== Records to process

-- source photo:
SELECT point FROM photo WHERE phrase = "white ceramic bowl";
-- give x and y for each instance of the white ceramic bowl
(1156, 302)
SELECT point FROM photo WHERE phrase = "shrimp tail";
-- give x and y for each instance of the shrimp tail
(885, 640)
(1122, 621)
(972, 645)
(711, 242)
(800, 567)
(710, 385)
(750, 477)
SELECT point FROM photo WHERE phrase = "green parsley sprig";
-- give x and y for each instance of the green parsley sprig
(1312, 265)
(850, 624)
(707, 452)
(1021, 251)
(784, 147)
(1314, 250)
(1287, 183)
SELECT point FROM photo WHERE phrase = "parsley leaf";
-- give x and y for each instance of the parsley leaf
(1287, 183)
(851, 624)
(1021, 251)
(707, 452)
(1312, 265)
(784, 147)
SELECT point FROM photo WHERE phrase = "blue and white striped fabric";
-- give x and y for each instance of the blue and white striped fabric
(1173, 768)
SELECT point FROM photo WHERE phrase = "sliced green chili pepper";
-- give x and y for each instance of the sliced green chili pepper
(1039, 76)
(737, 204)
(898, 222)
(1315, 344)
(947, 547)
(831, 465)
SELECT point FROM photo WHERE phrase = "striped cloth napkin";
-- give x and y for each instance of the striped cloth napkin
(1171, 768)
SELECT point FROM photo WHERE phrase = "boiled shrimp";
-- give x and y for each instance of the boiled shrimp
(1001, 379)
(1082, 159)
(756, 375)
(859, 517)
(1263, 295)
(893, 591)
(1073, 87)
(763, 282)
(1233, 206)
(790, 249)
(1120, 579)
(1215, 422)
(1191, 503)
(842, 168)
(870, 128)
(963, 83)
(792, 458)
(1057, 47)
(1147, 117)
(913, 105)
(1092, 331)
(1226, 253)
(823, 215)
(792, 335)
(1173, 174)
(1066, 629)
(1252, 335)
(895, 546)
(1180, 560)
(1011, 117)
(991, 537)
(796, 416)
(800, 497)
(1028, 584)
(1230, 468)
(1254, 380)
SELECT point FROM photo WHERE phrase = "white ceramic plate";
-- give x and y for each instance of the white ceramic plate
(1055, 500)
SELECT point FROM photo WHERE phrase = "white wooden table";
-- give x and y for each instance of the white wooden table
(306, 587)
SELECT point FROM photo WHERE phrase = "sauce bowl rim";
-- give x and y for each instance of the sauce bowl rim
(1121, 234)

====

- **Exercise**
Convert everything from the start of the rows through the line containing "(1173, 768)" into a Markdown table with two columns, No. and Line. Give each line its number and skip any blank lines.

- **Written answer**
| No. | Line |
|---|---|
| 1 | -- source photo: |
| 2 | SELECT point FROM photo WHERE phrase = "white ceramic bowl"; |
| 3 | -- give x and y for each instance of the white ceramic bowl |
| 4 | (1156, 302) |
| 5 | SELECT point FROM photo WHERE phrase = "shrimp tail"; |
| 6 | -- give x and y for each instance of the shrimp tail |
| 7 | (885, 640) |
| 8 | (1122, 621) |
| 9 | (972, 645) |
| 10 | (711, 242) |
| 11 | (800, 567) |
| 12 | (710, 385) |
| 13 | (750, 477) |
| 14 | SELECT point FROM photo WHERE phrase = "green parsley sprig"; |
| 15 | -- give x and y for each instance of the green parsley sprig |
| 16 | (1312, 265) |
| 17 | (850, 624) |
| 18 | (707, 452) |
| 19 | (1021, 251) |
| 20 | (784, 147) |
| 21 | (1314, 250) |
| 22 | (1287, 183) |
| 23 | SELECT point FROM photo WHERE phrase = "parsley leaf"; |
| 24 | -- give x and y for each instance of the parsley leaf |
| 25 | (1287, 183) |
| 26 | (851, 624) |
| 27 | (1021, 251) |
| 28 | (707, 452) |
| 29 | (1312, 265) |
| 30 | (784, 147) |
| 31 | SELECT point FROM photo WHERE phrase = "blue and white striped fabric"; |
| 32 | -- give x and y for each instance of the blue and white striped fabric |
| 33 | (1173, 768) |